Begin Material for this exercise

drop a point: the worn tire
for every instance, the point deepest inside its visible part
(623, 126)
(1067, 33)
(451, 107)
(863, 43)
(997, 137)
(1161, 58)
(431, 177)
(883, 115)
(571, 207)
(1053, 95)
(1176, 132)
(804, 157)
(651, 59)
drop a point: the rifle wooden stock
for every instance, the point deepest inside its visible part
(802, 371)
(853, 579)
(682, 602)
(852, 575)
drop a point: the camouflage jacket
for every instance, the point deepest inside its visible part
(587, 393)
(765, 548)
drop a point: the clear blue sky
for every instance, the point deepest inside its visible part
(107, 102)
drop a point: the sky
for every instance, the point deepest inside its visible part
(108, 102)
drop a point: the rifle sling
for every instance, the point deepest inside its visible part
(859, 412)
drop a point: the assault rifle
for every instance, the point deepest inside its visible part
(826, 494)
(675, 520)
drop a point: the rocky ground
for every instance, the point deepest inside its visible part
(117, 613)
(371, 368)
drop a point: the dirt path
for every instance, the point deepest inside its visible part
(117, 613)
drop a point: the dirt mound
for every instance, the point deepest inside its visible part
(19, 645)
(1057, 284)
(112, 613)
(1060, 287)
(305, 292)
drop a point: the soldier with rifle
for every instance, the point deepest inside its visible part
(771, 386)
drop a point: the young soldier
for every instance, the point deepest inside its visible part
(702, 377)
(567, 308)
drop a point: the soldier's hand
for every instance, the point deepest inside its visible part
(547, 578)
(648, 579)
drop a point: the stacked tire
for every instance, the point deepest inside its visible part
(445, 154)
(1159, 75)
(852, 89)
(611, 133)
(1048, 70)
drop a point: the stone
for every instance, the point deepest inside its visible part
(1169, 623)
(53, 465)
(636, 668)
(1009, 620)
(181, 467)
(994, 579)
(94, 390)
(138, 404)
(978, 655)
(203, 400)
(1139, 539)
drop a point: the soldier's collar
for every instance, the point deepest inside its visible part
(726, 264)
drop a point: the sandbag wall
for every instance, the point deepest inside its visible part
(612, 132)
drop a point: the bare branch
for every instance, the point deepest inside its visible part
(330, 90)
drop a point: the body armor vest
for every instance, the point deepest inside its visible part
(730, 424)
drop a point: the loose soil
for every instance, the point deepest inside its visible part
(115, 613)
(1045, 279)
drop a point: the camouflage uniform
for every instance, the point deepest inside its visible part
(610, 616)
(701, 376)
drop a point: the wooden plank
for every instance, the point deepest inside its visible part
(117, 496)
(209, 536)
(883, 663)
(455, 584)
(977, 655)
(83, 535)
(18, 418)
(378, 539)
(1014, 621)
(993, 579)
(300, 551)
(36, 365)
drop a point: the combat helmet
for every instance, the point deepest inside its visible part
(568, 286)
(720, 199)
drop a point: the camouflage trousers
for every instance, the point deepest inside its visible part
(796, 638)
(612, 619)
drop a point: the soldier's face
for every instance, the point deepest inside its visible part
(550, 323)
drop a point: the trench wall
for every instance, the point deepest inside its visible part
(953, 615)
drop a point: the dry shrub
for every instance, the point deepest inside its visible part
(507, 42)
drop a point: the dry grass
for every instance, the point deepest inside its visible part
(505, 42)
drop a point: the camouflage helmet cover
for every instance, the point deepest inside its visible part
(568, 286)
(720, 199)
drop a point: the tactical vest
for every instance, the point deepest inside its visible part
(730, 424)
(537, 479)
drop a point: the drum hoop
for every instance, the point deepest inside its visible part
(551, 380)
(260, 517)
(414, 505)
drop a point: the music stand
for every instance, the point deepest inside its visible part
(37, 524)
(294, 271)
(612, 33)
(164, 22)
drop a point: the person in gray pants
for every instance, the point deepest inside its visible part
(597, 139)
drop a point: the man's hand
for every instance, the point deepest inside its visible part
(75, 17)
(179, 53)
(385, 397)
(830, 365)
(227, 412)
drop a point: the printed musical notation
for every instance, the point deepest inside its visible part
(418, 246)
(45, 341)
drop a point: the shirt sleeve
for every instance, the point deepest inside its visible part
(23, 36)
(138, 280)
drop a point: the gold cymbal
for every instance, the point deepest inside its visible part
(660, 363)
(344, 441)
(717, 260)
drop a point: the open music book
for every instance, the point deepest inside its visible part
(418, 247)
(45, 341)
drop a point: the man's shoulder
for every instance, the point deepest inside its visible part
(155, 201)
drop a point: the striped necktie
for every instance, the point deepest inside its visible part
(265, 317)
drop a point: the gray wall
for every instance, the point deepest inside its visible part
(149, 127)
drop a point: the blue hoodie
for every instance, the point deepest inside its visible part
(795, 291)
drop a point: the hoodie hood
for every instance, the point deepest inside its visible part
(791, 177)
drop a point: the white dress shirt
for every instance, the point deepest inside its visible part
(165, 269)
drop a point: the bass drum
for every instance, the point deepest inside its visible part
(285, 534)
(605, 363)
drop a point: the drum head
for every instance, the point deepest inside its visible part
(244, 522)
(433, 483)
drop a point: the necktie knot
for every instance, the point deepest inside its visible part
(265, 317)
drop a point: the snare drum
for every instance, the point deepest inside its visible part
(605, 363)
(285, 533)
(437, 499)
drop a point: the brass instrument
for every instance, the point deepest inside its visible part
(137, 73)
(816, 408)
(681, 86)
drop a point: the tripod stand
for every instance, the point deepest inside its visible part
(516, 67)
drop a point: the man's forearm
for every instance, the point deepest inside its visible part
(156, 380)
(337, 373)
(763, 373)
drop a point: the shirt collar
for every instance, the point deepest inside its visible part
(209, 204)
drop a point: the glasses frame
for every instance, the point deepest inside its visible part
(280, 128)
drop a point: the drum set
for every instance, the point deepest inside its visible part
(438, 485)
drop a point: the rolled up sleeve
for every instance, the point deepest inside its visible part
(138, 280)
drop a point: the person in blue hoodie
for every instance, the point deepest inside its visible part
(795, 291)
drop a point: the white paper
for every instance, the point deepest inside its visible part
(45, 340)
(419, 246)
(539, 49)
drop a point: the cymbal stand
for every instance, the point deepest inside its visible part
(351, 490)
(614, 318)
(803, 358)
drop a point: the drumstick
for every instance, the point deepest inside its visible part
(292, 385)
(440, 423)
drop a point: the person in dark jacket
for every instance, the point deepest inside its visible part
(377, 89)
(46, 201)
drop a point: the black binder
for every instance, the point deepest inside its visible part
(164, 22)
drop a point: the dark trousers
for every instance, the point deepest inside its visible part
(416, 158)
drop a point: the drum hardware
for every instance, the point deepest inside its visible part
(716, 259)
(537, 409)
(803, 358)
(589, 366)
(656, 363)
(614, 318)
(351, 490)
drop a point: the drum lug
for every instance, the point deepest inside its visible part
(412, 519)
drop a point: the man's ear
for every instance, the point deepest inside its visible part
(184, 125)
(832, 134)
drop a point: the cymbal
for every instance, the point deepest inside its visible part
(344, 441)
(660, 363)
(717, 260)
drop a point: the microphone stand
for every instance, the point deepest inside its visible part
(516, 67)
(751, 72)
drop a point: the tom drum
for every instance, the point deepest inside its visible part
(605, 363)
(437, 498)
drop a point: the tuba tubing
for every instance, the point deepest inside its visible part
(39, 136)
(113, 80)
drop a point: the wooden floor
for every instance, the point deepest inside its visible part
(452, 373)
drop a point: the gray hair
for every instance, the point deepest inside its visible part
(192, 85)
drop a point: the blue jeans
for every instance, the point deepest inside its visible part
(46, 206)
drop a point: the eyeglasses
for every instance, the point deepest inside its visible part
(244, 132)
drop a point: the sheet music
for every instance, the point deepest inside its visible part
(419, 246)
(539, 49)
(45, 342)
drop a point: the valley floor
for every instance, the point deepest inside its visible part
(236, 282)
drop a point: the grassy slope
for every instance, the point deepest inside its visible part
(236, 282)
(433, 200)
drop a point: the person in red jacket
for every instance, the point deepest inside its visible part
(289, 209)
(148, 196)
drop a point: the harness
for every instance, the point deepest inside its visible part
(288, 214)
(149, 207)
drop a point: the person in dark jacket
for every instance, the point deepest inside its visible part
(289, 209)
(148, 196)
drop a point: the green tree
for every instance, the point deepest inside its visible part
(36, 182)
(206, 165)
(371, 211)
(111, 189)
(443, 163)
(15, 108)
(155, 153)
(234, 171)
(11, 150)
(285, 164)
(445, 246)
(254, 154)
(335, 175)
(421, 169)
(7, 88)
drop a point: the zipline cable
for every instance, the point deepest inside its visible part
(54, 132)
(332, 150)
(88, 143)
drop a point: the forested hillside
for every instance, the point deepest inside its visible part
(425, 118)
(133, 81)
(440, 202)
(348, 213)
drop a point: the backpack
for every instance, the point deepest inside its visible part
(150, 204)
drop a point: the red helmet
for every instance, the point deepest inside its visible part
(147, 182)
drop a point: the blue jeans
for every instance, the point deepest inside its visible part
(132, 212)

End Material for this exercise

What you need to do
From the line with "drop a point: the microphone stand" to the last line of the material, give every line again exactly, and only those lines.

Expected answer
drop a point: the microphone stand
for every instance, the point deepest inside its visible part
(516, 67)
(751, 72)
drop a point: the tom drum
for every instance, the point deepest inside its visible part
(605, 363)
(437, 498)
drop a point: the tuba tubing
for every instance, the point deepest inside its visible part
(39, 136)
(113, 80)
drop a point: the wooden floor
for every instance, the point deepest inside its visible part
(452, 373)
drop a point: the gray hair
for every instance, the point deepest inside its visible part
(192, 85)
drop a point: the blue jeans
for every instance, the point deepest inside its visible part
(46, 206)
drop a point: the eyeglasses
for every instance, the point deepest inside its visible part
(244, 132)
drop a point: the sheet music
for every instance, the point deepest inside its visible part
(419, 246)
(539, 49)
(45, 342)
drop a point: the valley floor
for every instance, the point deepest inside its visible part
(236, 282)
drop a point: the grassy slope
for every instance, the point deepest inside its visible part
(236, 282)
(433, 200)
drop a point: the person in red jacket
for every instance, the point deepest inside its visible part
(289, 209)
(148, 196)
drop a point: the harness
for every instance, the point deepest inside its visible part
(288, 214)
(149, 207)
drop a point: the person in dark jacket
for every instance, the point deepest inside its visible part
(289, 209)
(148, 196)
drop a point: the green tree
for every instance, the point deepest inside its visible part
(36, 182)
(206, 165)
(371, 211)
(111, 189)
(443, 163)
(15, 108)
(155, 153)
(234, 171)
(11, 150)
(285, 164)
(445, 246)
(254, 154)
(335, 175)
(421, 169)
(7, 88)
drop a point: the zipline cable
for every instance, the point deepest inside its visible part
(54, 132)
(332, 150)
(88, 143)
drop a point: the forested hillside
for every instance, the point deepest inside its visible part
(425, 118)
(133, 81)
(440, 202)
(348, 213)
drop a point: the backpack
for every instance, the point deepest inside its visible part
(150, 204)
drop a point: the red helmet
for every instance, the point deepest inside its visible part
(147, 182)
drop a point: the blue jeans
for every instance, the point deepest inside its visible part
(132, 212)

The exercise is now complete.